#### Petit problème:
Dans l'article sur l'éolien en France, relevez mot pour mot tout ce qui va de « Electricité : comment » jusqu'à « qui va croître. ».

#### Extrait choisi:
****************

Electricité : comment la France peut-elle accélérer le développement des éoliennes ?

Alors que les prochains réacteurs nucléaires ne sont pas attendus avant 2035, la France doit absolument accélérer sur le terrain des énergies renouvelables pour assurer sa sécurité d’approvisionnement tout en visant son objectif de neutralité carbone.
La France va se laisser porter par le vent dans les prochaines années. Après un hiver qui a révélé la fragilité de son approvisionnement en électricité, le pays compte accélérer sur deux leviers: le nucléaire et les énergies renouvelables. Mais les horizons ne sont pas les mêmes entre les deux sources de production et les prochains EPR2 ne sortiront pas de terre avant la prochaine décennie, ce qui oblige l’Hexagone à miser largement sur les énergies renouvelables pour répondre à la demande d’électricité qui va croître.
Lors de son dernier point presse, RTE a estimé que la consommation électrique pourrait se situer autour de 650 TWh en 2035, alors que le parc nucléaire ne devrait pouvoir couvrir que 350 TWh. Les énergies renouvelables ne produisant actuellement qu’à hauteur de 120 TWh, il reste donc un écart conséquent à combler.
« Les parcs éoliens en mer ne permettront pas de le faire d’ici là donc il reste le solaire mais ce sera insuffisant », explique Jérémy Simon, délégué général adjoint du Syndicat des énergies renouvelables (SER).
Le salut du système électrique français va donc reposer en partie sur l’éolien terrestre alors que des difficultés d’approvisionnement devraient persister jusqu’en 2026 selon Mattias Vandenbulcke, directeur de la stratégie de France Energie Eolienne (FEE).

****************

#### Lignes de données:
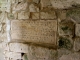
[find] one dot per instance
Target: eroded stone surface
(18, 47)
(73, 56)
(66, 27)
(39, 31)
(40, 53)
(65, 42)
(74, 15)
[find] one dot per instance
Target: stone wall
(40, 29)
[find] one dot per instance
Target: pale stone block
(64, 4)
(74, 15)
(13, 55)
(62, 15)
(37, 53)
(18, 47)
(73, 56)
(35, 15)
(63, 51)
(50, 14)
(17, 7)
(23, 15)
(65, 42)
(46, 3)
(12, 16)
(33, 8)
(66, 27)
(77, 44)
(39, 31)
(77, 29)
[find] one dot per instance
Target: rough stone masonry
(39, 29)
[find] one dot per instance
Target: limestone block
(17, 7)
(64, 4)
(46, 3)
(13, 55)
(50, 14)
(61, 15)
(65, 42)
(34, 15)
(33, 8)
(5, 7)
(62, 52)
(74, 15)
(73, 56)
(12, 16)
(4, 46)
(66, 27)
(18, 47)
(39, 31)
(40, 53)
(77, 29)
(23, 15)
(77, 44)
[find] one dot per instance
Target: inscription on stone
(39, 31)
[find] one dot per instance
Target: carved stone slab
(37, 31)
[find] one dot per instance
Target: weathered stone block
(61, 15)
(47, 14)
(18, 47)
(23, 15)
(62, 52)
(74, 15)
(40, 53)
(66, 27)
(21, 6)
(64, 4)
(73, 56)
(13, 55)
(12, 16)
(77, 44)
(33, 8)
(39, 31)
(77, 29)
(65, 42)
(34, 15)
(46, 3)
(3, 1)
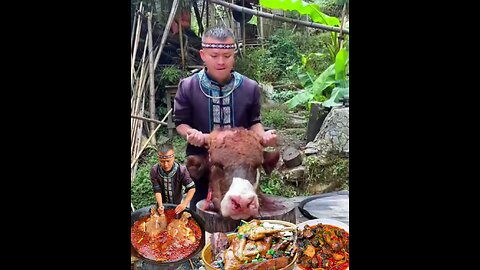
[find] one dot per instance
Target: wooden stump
(215, 222)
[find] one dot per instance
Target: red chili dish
(324, 247)
(163, 247)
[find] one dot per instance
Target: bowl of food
(258, 243)
(323, 243)
(168, 240)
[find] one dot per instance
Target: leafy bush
(275, 185)
(274, 118)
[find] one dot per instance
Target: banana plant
(328, 88)
(315, 13)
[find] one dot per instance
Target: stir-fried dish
(164, 238)
(257, 245)
(323, 247)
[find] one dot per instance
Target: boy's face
(166, 160)
(219, 62)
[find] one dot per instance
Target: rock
(291, 157)
(295, 175)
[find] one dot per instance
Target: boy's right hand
(161, 210)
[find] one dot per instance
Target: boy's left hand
(179, 208)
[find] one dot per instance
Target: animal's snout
(239, 202)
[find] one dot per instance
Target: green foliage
(274, 118)
(283, 96)
(282, 47)
(259, 65)
(332, 173)
(302, 7)
(329, 87)
(171, 75)
(275, 185)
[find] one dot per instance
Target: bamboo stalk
(180, 37)
(280, 18)
(341, 25)
(135, 46)
(167, 29)
(148, 140)
(151, 76)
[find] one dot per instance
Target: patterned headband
(165, 157)
(218, 45)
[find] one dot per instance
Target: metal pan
(145, 211)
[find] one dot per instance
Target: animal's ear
(270, 160)
(196, 166)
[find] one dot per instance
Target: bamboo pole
(148, 140)
(135, 46)
(167, 29)
(341, 25)
(280, 18)
(151, 76)
(180, 38)
(198, 17)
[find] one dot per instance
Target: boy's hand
(160, 210)
(180, 208)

****************

#### Résultat final:
Electricité : comment la France peut-elle accélérer le développement des éoliennes ?

Alors que les prochains réacteurs nucléaires ne sont pas attendus avant 2035, la France doit absolument accélérer sur le terrain des énergies renouvelables pour assurer sa sécurité d’approvisionnement tout en visant son objectif de neutralité carbone.
La France va se laisser porter par le vent dans les prochaines années. Après un hiver qui a révélé la fragilité de son approvisionnement en électricité, le pays compte accélérer sur deux leviers: le nucléaire et les énergies renouvelables. Mais les horizons ne sont pas les mêmes entre les deux sources de production et les prochains EPR2 ne sortiront pas de terre avant la prochaine décennie, ce qui oblige l’Hexagone à miser largement sur les énergies renouvelables pour répondre à la demande d’électricité qui va croître.